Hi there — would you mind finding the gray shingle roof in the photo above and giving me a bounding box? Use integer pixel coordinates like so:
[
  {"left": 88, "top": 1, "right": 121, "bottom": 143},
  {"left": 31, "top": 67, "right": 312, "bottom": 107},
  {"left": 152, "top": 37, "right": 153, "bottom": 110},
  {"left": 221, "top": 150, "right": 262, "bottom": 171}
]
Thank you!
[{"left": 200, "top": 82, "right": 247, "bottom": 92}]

• • • • • • •

Instructions for the task:
Rewrite the lines above, replacing "gray shingle roof" with "brick chimney" and leaving everything else unchanged.

Result of this task:
Hi there — would you mind finding the brick chimney in the photo above and giving me a bounding box? Use integer pixel coordinates like so:
[
  {"left": 88, "top": 1, "right": 121, "bottom": 143},
  {"left": 31, "top": 67, "right": 312, "bottom": 107},
  {"left": 152, "top": 37, "right": 153, "bottom": 110},
  {"left": 221, "top": 150, "right": 262, "bottom": 171}
]
Thank you!
[{"left": 200, "top": 82, "right": 247, "bottom": 92}]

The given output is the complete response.